Document section:
It was a wake-up call, and a few months later I found myself regularly visiting a community of spiritual aspirants practising Raja Yoga, a form of meditation and understanding taught by the Brahma Kumaris.
My heart would sing with joy when I joined BK gatherings in London. There was a feeling of coming home, of some huge vacuum in my life being filled.

Yet I was married, with sons aged 12 and 13. I deeply loved my wife, Liz, and I enjoyed family life. How was I going to be able to pursue this new love, without losing the old?

I remember thinking “this is an impossible love”, even though no other human being was involved. I was at the beginning of a journey that was to contain much struggle, as well as joy.

Today, more than 30 years have passed since that visionary experience. The impossible has become possible – but at a price.

My marriage lasted a further seven years. This was just enough to allow our sons Tom and Will to reach adulthood, although I remember that the separation came as an unpleasant shock to Will, the younger boy.

It did to me, too. I felt bereft for several years, living alone in central London, whilst continuing with my journalistic work as well as my spiritual study.

I greatly valued family life and did not want us to part. The impetus for us to do so came from Liz. We had met at 18 and married young, and she had felt for some while that she would like to experience life as a single woman.

The ascetic lifestyle I had embraced as a part of my spiritual journey – celibate, teetotal, and a strict vegetarian diet that made eating out very difficult – had also made it increasingly difficult for us to continue together.

I was not acknowledging this at the time and Liz was kind enough not to cite it as the reason for our parting, as she must have guessed it would break my heart.

In fact, she and the boys all showed much tolerance and good humour over the years of my struggle.

At first, my way of trying to resolve the “impossibility” of pursuing my spiritual love in the family context was to attempt to bring the family with me on the journey. The trouble was, my motive was at least partly selfish, and those efforts proved counterproductive. I kept hoping against hope that the others would see the wisdom and value of the teachings, but they did not have the same need for them as me.

The core idea in Raja Yoga is that through long exposure to the physical world, we have tended to lose sight of our spiritual essence and suffering has grown as a result. To free the spirit and uplift our character, we need to restore the realization that we are eternal souls, whose true nature is of peace and love; and that we originate from God, the Supreme Soul, in a dimension beyond this material world.

The philosophy holds that when spiritual self-awareness is restored through loving remembrance of the Supreme, the world itself will be renewed. It just takes a change of consciousness.

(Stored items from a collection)

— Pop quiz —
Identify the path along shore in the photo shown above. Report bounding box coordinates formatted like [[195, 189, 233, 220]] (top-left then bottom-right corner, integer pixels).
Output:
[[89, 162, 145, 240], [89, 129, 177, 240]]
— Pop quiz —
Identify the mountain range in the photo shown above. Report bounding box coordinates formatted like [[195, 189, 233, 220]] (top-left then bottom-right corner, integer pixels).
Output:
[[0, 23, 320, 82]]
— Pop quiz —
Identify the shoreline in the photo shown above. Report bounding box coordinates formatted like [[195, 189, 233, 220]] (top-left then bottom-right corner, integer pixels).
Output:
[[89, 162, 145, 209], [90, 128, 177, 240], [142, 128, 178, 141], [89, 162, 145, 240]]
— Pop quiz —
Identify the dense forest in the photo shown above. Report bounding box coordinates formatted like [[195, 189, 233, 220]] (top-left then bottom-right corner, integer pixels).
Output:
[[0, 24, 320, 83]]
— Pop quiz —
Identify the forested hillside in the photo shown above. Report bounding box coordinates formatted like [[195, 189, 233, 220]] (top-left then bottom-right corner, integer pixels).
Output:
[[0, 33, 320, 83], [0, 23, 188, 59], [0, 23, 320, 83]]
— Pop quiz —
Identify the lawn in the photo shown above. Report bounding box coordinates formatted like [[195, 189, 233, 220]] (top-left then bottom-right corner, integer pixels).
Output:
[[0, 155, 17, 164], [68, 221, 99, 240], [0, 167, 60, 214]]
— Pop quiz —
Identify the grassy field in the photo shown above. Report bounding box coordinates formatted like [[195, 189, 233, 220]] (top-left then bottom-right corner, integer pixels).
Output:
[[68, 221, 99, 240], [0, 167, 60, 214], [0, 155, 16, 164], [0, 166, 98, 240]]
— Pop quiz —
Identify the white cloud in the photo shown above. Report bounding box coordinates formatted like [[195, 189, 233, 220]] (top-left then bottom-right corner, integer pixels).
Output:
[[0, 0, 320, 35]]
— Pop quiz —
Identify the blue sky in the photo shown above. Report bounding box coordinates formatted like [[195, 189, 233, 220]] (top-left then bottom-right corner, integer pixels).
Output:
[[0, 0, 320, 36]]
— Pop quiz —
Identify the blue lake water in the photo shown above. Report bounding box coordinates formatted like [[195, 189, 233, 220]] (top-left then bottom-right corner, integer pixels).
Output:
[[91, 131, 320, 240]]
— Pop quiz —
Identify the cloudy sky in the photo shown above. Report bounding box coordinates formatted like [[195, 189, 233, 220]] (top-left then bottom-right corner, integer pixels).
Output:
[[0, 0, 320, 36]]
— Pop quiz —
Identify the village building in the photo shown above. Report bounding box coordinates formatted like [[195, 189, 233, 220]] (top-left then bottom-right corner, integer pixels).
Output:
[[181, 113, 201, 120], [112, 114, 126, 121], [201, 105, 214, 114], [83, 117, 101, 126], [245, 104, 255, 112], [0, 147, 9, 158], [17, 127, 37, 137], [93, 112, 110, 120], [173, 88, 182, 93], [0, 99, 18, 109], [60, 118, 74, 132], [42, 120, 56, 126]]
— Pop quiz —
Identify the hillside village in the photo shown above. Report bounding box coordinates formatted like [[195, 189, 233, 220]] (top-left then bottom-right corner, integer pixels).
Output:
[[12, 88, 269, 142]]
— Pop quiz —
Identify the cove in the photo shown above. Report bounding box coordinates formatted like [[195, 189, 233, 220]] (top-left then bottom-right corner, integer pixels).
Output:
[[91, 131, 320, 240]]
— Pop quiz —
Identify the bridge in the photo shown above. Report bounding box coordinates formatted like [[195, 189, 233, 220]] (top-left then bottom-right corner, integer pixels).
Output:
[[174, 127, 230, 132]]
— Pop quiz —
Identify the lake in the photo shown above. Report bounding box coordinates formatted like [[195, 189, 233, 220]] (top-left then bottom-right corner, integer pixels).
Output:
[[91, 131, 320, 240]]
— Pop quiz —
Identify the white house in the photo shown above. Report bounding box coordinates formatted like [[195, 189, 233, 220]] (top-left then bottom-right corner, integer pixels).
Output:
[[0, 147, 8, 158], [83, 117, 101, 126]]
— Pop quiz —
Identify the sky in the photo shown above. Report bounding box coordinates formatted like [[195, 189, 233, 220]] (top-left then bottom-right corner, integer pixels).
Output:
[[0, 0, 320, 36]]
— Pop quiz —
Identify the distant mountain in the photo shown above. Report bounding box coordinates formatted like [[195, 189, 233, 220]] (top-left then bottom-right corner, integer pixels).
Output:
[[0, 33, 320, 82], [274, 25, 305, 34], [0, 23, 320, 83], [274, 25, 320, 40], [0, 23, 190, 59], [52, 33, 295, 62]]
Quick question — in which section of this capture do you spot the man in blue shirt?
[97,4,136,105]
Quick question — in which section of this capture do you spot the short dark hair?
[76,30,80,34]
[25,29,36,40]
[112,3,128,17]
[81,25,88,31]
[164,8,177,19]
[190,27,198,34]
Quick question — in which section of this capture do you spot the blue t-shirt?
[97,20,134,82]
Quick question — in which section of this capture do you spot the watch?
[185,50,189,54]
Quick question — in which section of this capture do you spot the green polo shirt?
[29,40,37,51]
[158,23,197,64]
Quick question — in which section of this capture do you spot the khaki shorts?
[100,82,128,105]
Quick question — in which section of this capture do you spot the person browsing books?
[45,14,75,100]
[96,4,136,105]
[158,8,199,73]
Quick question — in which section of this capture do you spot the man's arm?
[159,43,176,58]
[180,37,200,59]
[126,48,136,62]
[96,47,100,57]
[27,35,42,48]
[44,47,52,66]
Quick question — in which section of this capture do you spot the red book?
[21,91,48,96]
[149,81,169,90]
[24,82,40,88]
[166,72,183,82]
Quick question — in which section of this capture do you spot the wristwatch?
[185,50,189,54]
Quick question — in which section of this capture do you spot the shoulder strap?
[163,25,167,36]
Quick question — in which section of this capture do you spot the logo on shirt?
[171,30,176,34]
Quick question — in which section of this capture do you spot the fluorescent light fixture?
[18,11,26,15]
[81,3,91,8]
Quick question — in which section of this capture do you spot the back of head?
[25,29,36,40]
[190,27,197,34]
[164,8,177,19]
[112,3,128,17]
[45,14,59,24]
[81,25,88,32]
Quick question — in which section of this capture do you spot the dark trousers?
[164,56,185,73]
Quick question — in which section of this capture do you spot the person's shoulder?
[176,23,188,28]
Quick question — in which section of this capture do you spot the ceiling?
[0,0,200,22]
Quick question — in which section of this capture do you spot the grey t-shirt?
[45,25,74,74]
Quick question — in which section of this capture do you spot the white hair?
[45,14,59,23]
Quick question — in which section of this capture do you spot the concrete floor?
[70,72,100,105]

What you need to do:
a - In the memoir passage, what form of meditation did the community of spiritual aspirants practice, and who teaches it?
b - Output the memoir passage word for word, starting at "My marriage lasted" and ending at "to continue together.".

Outputs in order:
a - Raja Yoga, taught by the Brahma Kumaris.

b -
My marriage lasted a further seven years. This was just enough to allow our sons Tom and Will to reach adulthood, although I remember that the separation came as an unpleasant shock to Will, the younger boy.

It did to me, too. I felt bereft for several years, living alone in central London, whilst continuing with my journalistic work as well as my spiritual study.

I greatly valued family life and did not want us to part. The impetus for us to do so came from Liz. We had met at 18 and married young, and she had felt for some while that she would like to experience life as a single woman.

The ascetic lifestyle I had embraced as a part of my spiritual journey – celibate, teetotal, and a strict vegetarian diet that made eating out very difficult – had also made it increasingly difficult for us to continue together.